(Excerpts from a dataset)
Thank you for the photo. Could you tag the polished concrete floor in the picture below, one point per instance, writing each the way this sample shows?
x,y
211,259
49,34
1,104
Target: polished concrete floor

What you are asked to do: All entries shown above should be duplicated without a single difference.

Reply to the exercise:
Thank you for the photo. Could you tag the polished concrete floor in the picture below, one point per instance, writing each the way this sample shows?
x,y
211,259
49,34
1,104
Target: polished concrete floor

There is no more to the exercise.